▸ **Instrucciones**
1. Enumere a todas las personas o grupos a quienes, según el texto sobre el beso de manos, se les besan las manos.
2. Resuma en dos oraciones el texto sobre el beso de manos.
3. Prosiga la redacción del texto sobre el beso de manos a partir de su última oración.

▸ **Fragmento textual**
Este humilde gesto tuvo su origen en los tiempos de Jesús, a quien acudían los niños corriendo al instante que lo veían, y sus padres los llevaban a que le besaran las manos y les pusiera su Majestad sus manos sobre sus cabezas, pidiéndole su bendición. Después quedó por costumbre el besar las manos a los apóstoles, y ha seguido hasta hoy con sus sucesores, que son los sacerdotes.
Per manus autem apostolorum fiebant prodigia, et signa magna in populo (Por las manos de los apóstoles se hacían muchas señales y prodigios en el pueblo) [1].
Manos consagradas
Es costumbre que al final de una ordenación sacerdotal, los fieles se acerquen con los nuevos presbíteros y les besen las manos, porque acaban de ser consagradas.
Durante la consagración del aceite el Jueves Santo, se le vierte perfume. Con este perfume el Crisma tiene un nuevo olor, el buen olor de Cristo del que habla san Pablo. Así a lo que se le pone el Crisma (personas o altares) se identificará con Cristo, será de Él y para Él.

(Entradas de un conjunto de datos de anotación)
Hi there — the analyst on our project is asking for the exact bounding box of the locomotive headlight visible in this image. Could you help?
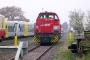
[53,26,59,31]
[36,25,38,28]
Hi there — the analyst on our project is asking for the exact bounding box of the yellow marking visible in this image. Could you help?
[5,21,8,38]
[14,36,18,46]
[24,22,28,36]
[69,33,72,39]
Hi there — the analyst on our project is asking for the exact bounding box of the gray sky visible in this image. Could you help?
[0,0,90,23]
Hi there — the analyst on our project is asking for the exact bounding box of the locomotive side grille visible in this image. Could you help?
[34,35,40,42]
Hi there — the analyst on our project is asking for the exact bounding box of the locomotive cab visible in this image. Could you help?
[34,12,61,43]
[0,15,5,42]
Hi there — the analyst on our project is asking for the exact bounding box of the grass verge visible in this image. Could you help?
[54,33,76,60]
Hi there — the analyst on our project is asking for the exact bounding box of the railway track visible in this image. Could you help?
[9,44,54,60]
[0,37,32,46]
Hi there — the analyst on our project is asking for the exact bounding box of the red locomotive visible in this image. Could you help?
[34,11,61,43]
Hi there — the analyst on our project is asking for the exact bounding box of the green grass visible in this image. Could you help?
[53,34,90,60]
[76,51,90,60]
[54,34,76,60]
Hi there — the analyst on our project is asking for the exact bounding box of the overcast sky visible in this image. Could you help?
[0,0,90,23]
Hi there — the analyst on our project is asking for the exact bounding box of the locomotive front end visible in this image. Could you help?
[34,12,61,43]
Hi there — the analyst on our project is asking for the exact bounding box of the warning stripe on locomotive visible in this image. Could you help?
[51,35,58,43]
[34,35,40,42]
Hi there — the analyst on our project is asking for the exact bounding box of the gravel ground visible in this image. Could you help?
[0,32,64,60]
[40,32,65,60]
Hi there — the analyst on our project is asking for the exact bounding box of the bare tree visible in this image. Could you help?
[0,6,25,20]
[69,10,84,31]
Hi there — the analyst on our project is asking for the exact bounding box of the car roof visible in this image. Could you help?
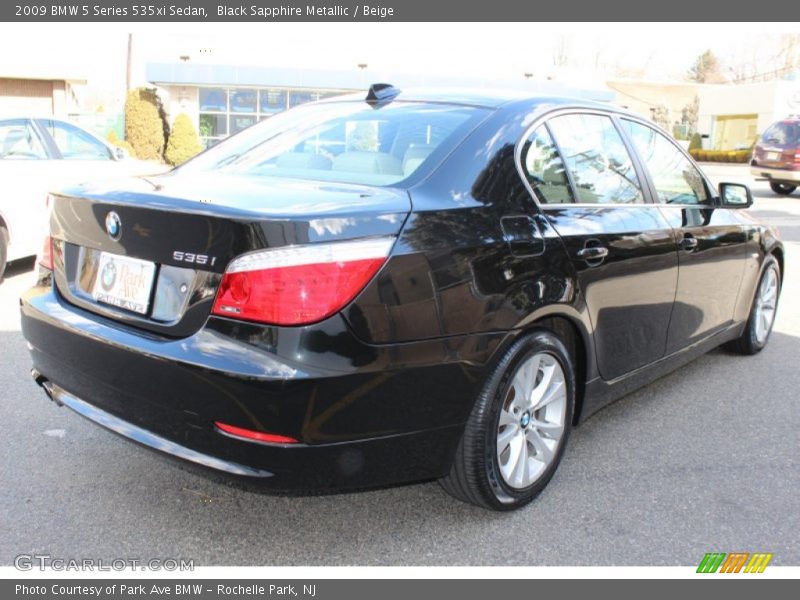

▸ **Respuestas esperadas**
1.
- Jesús
- Los apóstoles
- Los sacerdotes, sucesores de los apóstoles
- Los nuevos presbíteros

2. El gesto de besar las manos se originó con Jesús, ante quien los padres llevaban a los niños para que le besaran las manos y pidieran su bendición. La costumbre pasó luego a los apóstoles y a sus sucesores, los sacerdotes, y hoy los fieles besan las manos de los nuevos presbíteros al final de la ordenación porque acaban de ser consagradas.

3.
Las manos de un sacerdote han sido consagradas por el Crisma y además ellas administran el poder y la gracia de Dios en la Eucaristía, el perdón de los pecados y la impartición de los sacramentos. Por eso se besa la mano del hombre, porque esas manos están llenas del poder de Dios.
Sabia lección
El padre José Rodrigo López Cepeda, MSpS, cuenta que recién llegado a México se le encomendó la atención como vicario cooperador de una zona rural y visitaba 24 comunidades dedicadas a las labores del campo.
El primer año fue invitado por don Nicanor, un ranchero jalisciense, curtido por los años, de intensos ojos azules y piel blanca. Rebasaba ya los 60 años, pero su constitución física, acostumbrada al trabajo, era la de un hombre joven y fuerte. Se le respetaba en el rancho por su prudencia y su sabiduría empírica.
El padre José Rodrigo no ha podido olvidar la primera vez que se le acercó y le extendió su mano. “Yo lo saludé como a otro más, dándole la mía, pero hizo un gesto que traté de evitar”. Y es que don Nicanor hizo el intento de besarle la mano. Con fuerza quiso impedirlo. Quizá por venir de España, en donde toda forma de clericalismo se ha ido cambiando por la indiferencia e incluso el rechazo al sacerdote.
Pero sin pensarlo, Don Nicanor le sujetó fuertemente la mano, la llevo a sus labios y con el sombrero descubierto la besó. Luego me miró a los ojos y le dijo con cierta autoridad en su voz: “No lo beso a usted. Beso al Señor en sus manos consagradas”.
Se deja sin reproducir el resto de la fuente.